## BEGIN

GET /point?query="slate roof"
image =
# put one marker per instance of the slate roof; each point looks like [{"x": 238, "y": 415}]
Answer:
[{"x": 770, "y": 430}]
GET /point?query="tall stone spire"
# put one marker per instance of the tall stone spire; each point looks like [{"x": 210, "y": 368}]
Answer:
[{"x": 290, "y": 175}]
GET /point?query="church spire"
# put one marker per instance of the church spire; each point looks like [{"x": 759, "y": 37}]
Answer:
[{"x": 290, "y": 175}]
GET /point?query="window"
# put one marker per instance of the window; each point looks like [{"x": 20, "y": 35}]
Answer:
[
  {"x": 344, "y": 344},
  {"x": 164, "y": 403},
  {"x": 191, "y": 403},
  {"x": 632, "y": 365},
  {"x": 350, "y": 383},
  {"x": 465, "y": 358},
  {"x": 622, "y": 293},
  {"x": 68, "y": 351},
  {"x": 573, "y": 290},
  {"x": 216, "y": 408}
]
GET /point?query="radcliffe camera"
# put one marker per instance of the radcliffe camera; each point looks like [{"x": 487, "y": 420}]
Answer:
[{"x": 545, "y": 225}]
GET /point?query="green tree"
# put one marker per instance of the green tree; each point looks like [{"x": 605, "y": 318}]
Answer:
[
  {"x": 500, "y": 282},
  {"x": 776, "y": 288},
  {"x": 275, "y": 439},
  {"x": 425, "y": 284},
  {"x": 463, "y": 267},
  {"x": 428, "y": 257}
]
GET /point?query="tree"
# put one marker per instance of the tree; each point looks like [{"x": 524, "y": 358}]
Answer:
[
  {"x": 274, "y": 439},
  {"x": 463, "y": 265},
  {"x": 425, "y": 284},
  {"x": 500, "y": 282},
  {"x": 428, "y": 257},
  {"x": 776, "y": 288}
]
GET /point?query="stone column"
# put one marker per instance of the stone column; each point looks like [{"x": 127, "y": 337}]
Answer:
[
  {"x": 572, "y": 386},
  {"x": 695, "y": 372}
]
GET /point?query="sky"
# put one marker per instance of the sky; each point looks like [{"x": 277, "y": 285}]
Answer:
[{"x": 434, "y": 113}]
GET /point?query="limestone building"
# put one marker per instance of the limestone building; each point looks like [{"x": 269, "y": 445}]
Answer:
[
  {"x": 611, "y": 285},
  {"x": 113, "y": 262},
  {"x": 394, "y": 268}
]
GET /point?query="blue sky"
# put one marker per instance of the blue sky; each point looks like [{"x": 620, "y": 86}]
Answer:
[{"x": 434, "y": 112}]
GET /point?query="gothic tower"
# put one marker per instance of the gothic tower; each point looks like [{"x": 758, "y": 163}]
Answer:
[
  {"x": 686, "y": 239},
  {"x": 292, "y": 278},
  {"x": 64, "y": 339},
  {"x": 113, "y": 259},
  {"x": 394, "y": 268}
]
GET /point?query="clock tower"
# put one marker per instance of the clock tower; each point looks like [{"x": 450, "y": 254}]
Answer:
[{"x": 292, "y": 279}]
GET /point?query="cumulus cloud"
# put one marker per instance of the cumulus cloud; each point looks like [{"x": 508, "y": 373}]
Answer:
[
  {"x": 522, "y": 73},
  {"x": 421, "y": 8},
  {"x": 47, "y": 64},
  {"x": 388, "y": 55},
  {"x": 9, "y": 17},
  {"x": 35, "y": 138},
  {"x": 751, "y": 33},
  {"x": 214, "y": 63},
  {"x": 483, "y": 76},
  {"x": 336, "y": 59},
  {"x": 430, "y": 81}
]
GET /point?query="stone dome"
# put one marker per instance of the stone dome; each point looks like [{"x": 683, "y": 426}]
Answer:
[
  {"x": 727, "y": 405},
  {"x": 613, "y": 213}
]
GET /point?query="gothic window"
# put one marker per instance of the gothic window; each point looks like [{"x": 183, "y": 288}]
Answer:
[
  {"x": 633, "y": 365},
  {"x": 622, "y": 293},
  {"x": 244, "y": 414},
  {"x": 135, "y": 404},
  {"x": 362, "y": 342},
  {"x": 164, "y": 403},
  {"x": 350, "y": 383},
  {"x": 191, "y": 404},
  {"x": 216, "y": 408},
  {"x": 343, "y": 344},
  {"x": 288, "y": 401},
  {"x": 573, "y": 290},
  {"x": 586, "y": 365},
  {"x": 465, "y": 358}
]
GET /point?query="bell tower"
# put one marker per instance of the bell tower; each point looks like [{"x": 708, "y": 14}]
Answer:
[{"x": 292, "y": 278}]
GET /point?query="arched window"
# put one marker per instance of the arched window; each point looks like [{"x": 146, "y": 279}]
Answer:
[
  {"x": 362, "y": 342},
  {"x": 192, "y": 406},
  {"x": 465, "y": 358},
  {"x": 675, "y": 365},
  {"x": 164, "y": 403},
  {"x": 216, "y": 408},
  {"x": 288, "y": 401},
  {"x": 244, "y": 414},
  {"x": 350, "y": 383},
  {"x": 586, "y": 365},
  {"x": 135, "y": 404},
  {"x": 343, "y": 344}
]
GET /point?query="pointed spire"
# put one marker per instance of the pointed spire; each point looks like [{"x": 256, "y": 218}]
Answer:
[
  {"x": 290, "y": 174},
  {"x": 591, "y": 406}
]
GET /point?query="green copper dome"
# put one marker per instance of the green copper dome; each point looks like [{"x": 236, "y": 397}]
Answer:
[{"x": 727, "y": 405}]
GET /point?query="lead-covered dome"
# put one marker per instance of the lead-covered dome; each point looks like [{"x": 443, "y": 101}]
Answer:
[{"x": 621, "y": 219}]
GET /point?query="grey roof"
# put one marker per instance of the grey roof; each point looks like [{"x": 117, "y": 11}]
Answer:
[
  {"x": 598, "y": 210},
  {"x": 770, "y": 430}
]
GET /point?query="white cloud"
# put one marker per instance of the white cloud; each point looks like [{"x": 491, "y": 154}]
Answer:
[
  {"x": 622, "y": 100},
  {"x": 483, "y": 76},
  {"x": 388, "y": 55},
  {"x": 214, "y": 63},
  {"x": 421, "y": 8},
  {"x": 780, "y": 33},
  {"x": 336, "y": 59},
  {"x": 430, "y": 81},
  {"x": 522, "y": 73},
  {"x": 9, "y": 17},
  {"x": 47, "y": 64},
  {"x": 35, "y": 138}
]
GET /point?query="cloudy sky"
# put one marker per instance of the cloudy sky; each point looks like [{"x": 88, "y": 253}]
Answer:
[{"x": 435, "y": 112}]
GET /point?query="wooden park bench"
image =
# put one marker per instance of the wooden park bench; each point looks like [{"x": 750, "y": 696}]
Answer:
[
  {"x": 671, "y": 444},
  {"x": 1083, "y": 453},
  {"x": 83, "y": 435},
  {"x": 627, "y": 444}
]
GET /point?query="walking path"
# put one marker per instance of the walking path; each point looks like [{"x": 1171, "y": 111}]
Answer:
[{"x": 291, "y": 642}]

## END

Task statement:
Each entry above needs to be retyped exactly.

The completed task:
GET /point?query="slate roof"
image =
# put one marker per instance of the slate roof; each point looks like [{"x": 238, "y": 415}]
Answer:
[{"x": 770, "y": 430}]
GET /point?query="tall stone spire"
# put one marker per instance of the tall stone spire; each point looks like [{"x": 210, "y": 368}]
Answer:
[{"x": 290, "y": 175}]
GET /point?query="church spire"
# put one marker per instance of the church spire; each point looks like [{"x": 759, "y": 37}]
Answer:
[{"x": 290, "y": 175}]
GET /point?query="window"
# put one marker per instance of the window; each point looks like [{"x": 20, "y": 35}]
Answer:
[
  {"x": 344, "y": 344},
  {"x": 164, "y": 403},
  {"x": 191, "y": 403},
  {"x": 632, "y": 365},
  {"x": 350, "y": 383},
  {"x": 465, "y": 358},
  {"x": 622, "y": 293},
  {"x": 68, "y": 351},
  {"x": 573, "y": 290},
  {"x": 216, "y": 408}
]
GET /point?query="radcliffe camera"
# put one marker per instance of the radcliffe camera; each point looks like [{"x": 487, "y": 420}]
Answer:
[{"x": 545, "y": 225}]
GET /point?query="green tree"
# put one marker per instance of the green tree; each point looks like [{"x": 605, "y": 318}]
Answer:
[
  {"x": 500, "y": 282},
  {"x": 776, "y": 288},
  {"x": 275, "y": 439},
  {"x": 425, "y": 284},
  {"x": 463, "y": 267},
  {"x": 428, "y": 257}
]
GET /point?query="tree"
# put one marker per instance of the tree; each point looks like [{"x": 524, "y": 358}]
Answer:
[
  {"x": 274, "y": 439},
  {"x": 463, "y": 265},
  {"x": 425, "y": 284},
  {"x": 500, "y": 282},
  {"x": 428, "y": 257},
  {"x": 776, "y": 288}
]
GET /point?query="stone column"
# put one marker per instance of the stone column; each point looks like [{"x": 127, "y": 337}]
Answer:
[
  {"x": 572, "y": 386},
  {"x": 695, "y": 372}
]
GET /point?query="sky"
# put one marker per instance of the sky; each point looks like [{"x": 277, "y": 285}]
Answer:
[{"x": 434, "y": 113}]
GET /point?query="limestone building"
# put one marker per instance of the limestone building; each point looks like [{"x": 269, "y": 445}]
Answer:
[
  {"x": 611, "y": 285},
  {"x": 113, "y": 262},
  {"x": 394, "y": 268}
]
GET /point?query="blue sky"
# put one marker per instance of the blue sky; each point looks like [{"x": 620, "y": 86}]
Answer:
[{"x": 434, "y": 112}]
GET /point?query="gothic tower"
# put one marker per instance of the gothic tower; each point looks like [{"x": 758, "y": 163}]
Answer:
[
  {"x": 686, "y": 239},
  {"x": 292, "y": 278},
  {"x": 64, "y": 339},
  {"x": 113, "y": 259},
  {"x": 394, "y": 268}
]
GET /point?query="clock tower"
# put one marker per instance of the clock tower; each point looks like [{"x": 450, "y": 254}]
Answer:
[{"x": 292, "y": 279}]
GET /point?query="cumulus cloud"
# put one marker per instance of the cumulus cloud; each point looks like [{"x": 508, "y": 373}]
Answer:
[
  {"x": 522, "y": 73},
  {"x": 421, "y": 8},
  {"x": 47, "y": 64},
  {"x": 388, "y": 55},
  {"x": 9, "y": 17},
  {"x": 35, "y": 138},
  {"x": 751, "y": 33},
  {"x": 214, "y": 63},
  {"x": 483, "y": 76},
  {"x": 336, "y": 59},
  {"x": 430, "y": 81}
]
GET /point?query="stone dome"
# put one marker per instance of the stone dome; each point looks like [{"x": 683, "y": 426}]
Answer:
[
  {"x": 727, "y": 405},
  {"x": 613, "y": 213}
]
GET /point?query="gothic window"
# put one marker per instance of the gothic window; each point looks like [{"x": 183, "y": 288}]
Answer:
[
  {"x": 633, "y": 365},
  {"x": 622, "y": 293},
  {"x": 244, "y": 414},
  {"x": 135, "y": 404},
  {"x": 362, "y": 342},
  {"x": 164, "y": 403},
  {"x": 350, "y": 383},
  {"x": 191, "y": 404},
  {"x": 216, "y": 408},
  {"x": 343, "y": 344},
  {"x": 288, "y": 401},
  {"x": 573, "y": 290},
  {"x": 586, "y": 365},
  {"x": 465, "y": 358}
]
GET /point?query="bell tower"
# put one marker per instance of the bell tower; each point looks like [{"x": 708, "y": 14}]
Answer:
[{"x": 292, "y": 278}]
GET /point?query="arched window"
# put one marker per instance of the arched window; each point looks like [{"x": 146, "y": 279}]
Answer:
[
  {"x": 362, "y": 342},
  {"x": 192, "y": 406},
  {"x": 465, "y": 358},
  {"x": 675, "y": 365},
  {"x": 164, "y": 403},
  {"x": 216, "y": 408},
  {"x": 288, "y": 401},
  {"x": 244, "y": 414},
  {"x": 350, "y": 383},
  {"x": 586, "y": 365},
  {"x": 135, "y": 404},
  {"x": 343, "y": 344}
]
GET /point?query="pointed spire"
# put one marker per instance of the pointed spire; each point looks like [{"x": 256, "y": 218}]
Answer:
[
  {"x": 290, "y": 174},
  {"x": 591, "y": 406}
]
GET /point?query="green copper dome"
# put one marker per instance of the green copper dome; each point looks like [{"x": 236, "y": 397}]
Answer:
[{"x": 727, "y": 405}]
GET /point?query="lead-covered dome"
# put one marker per instance of the lead-covered dome; each point looks like [{"x": 443, "y": 101}]
Answer:
[{"x": 621, "y": 219}]
GET /point?query="grey roof"
# put one marker per instance of the grey roof; each point looks like [{"x": 117, "y": 11}]
Answer:
[
  {"x": 598, "y": 210},
  {"x": 770, "y": 430}
]
GET /point?query="white cloud"
# put one marker per instance of the white cloud; each point looks like [{"x": 491, "y": 154}]
Answer:
[
  {"x": 622, "y": 100},
  {"x": 483, "y": 76},
  {"x": 388, "y": 55},
  {"x": 214, "y": 63},
  {"x": 421, "y": 8},
  {"x": 780, "y": 33},
  {"x": 336, "y": 59},
  {"x": 430, "y": 81},
  {"x": 522, "y": 73},
  {"x": 9, "y": 17},
  {"x": 47, "y": 64},
  {"x": 35, "y": 138}
]
GET /point?query="cloudy sky"
# put one marker per instance of the cloudy sky; each point looks like [{"x": 88, "y": 253}]
Answer:
[{"x": 435, "y": 112}]
GET /point?query="wooden park bench"
image =
# put one marker per instance of the wooden park bench; each point looks like [{"x": 750, "y": 696}]
Answer:
[
  {"x": 671, "y": 444},
  {"x": 1083, "y": 453},
  {"x": 83, "y": 435},
  {"x": 627, "y": 444}
]
GET /point?query="walking path"
# put one marker per instance of the walking path; each point looks like [{"x": 1171, "y": 111}]
Answer:
[{"x": 291, "y": 642}]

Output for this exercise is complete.